§ Source text:
━━━━━━━━━━━━━━━━━━━━━━━━━━━━━━

Life for you guys sure is different from where I live. I love Ft. Lauderdale. I think it's a super pretty city. My last job was in Broward county. I don't care too much for life in the fast lane though. I worked that job from home, about 1000 miles north of you. One time I went down there and was freaking out when traffic around Palm Beach was driving 80mph bumper to bumper. I was in a Honda Fit and it seemed I was nearly at full throttle, paranoid and feeling like I was going to get a speeding ticket. Low and behold, blue lights appear in my rear view mirror. Oh great. I start looking for a way to pull over somehow some way and the cop suddenly passes me on the left. Had to be going 100mph. I'm thinking OMG, what do you have to do to get a ticket around here? Come to find out that driving alone in the HOV lane will do that for you. I had to laugh. Then traffic suddenly went from 80mph to 8mph as we hit the wall of traffic that apparently builds up on 95 in that area that time of day. Being a bit of a hillbilly, it felt a bit like I was in the twilight zone and didn't have a clue what to expect next.


----------



## Former Yellow Driver (Sep 5, 2014)

josolo said:


> Then traffic suddenly went from 80mph to 8mph as we hit the wall of traffic that apparently builds up on 95 in that area that time of day.


Yep....welcome to SE Florida ..two speeds down here....80mph and 2 mph. Six lanes of traffic moving in each direction with people changing lanes without looking. I think the term "defensive driving" may have originated down here.


----------



## sharmarke (May 8, 2014)

The cigarette was Marlboro red and it costed $8.09 he gave me $20 and asked to for change. Luckily I had small change so I gave back $10 so I reached my pocket to get a dollar and .91 cents and he looked at me expecting I didn't any change. He was like keep the change. The fare was $9.68


----------



## josolo (Sep 27, 2014)

━━━━━━━━━━━━━━━━━━━━━━━━━━━━━━

§ Written exercise:
Answer these questions using the forum thread above:
(a) What car was the first poster driving on the trip down to Florida?
(b) According to Former Yellow Driver, what are the two speeds in SE Florida?
(c) In sharmarke's post, what was the fare?

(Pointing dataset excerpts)
━━━━━━━━━━━━━━━━━━━━━━━━━━━━━━

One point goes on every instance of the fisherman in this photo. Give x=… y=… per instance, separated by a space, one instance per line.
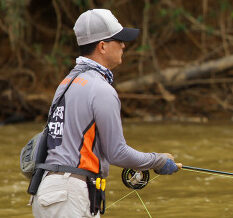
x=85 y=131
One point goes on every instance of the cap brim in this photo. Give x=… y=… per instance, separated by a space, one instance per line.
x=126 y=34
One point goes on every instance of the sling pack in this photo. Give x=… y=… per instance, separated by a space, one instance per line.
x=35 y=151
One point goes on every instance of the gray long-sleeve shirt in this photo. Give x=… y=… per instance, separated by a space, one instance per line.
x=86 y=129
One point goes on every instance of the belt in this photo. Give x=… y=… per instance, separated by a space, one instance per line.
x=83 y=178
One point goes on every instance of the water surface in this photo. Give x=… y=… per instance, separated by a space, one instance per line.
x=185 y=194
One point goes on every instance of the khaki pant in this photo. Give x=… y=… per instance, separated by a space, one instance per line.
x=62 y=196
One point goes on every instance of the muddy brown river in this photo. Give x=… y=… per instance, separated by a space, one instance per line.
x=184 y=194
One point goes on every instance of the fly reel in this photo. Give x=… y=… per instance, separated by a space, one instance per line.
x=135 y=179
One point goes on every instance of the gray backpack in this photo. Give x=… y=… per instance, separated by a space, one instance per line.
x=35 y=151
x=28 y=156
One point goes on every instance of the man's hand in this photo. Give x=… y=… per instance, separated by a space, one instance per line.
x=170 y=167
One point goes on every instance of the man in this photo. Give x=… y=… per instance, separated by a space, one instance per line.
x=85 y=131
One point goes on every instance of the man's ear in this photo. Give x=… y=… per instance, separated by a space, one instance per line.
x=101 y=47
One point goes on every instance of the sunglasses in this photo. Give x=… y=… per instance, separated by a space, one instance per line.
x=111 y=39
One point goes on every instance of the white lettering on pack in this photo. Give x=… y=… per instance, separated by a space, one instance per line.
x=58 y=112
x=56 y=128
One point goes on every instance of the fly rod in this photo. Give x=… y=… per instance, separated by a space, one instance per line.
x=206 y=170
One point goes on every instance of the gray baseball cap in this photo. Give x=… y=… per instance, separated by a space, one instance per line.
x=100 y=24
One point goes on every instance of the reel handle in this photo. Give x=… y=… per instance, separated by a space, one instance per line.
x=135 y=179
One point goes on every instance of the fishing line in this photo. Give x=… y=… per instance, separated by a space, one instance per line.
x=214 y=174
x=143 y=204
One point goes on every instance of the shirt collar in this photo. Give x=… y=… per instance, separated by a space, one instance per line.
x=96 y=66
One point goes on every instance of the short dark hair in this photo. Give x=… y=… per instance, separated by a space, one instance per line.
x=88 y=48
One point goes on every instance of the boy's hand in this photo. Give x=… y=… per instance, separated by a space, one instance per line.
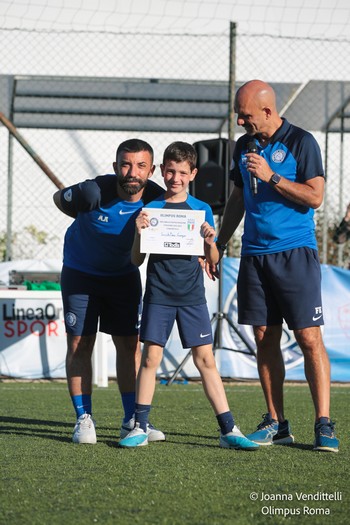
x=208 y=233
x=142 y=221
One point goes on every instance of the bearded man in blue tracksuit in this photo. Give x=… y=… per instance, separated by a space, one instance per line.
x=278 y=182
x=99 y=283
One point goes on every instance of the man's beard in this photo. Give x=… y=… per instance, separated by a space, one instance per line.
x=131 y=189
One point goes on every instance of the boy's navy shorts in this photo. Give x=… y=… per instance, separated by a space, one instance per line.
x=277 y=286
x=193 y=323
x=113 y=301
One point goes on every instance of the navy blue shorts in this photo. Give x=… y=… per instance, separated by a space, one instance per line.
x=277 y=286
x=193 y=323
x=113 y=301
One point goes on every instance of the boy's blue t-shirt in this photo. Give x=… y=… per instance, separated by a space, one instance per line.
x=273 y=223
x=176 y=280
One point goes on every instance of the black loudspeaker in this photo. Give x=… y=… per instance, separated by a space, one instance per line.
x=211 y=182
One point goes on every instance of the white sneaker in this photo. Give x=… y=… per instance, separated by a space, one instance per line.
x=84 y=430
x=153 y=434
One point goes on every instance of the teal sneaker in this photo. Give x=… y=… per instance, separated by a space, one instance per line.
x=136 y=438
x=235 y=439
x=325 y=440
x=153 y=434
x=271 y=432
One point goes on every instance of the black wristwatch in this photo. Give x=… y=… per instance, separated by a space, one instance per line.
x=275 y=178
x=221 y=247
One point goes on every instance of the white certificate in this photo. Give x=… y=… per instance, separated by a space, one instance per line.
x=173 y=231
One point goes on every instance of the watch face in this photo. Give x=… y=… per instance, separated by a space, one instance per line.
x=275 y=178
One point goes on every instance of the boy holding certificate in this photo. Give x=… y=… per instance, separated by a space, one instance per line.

━━━━━━━━━━━━━━━━━━━━━━━━━━━━━━

§ Response for this exercise:
(a) A Honda Fit.
(b) 80 mph and 2 mph.
(c) $9.68.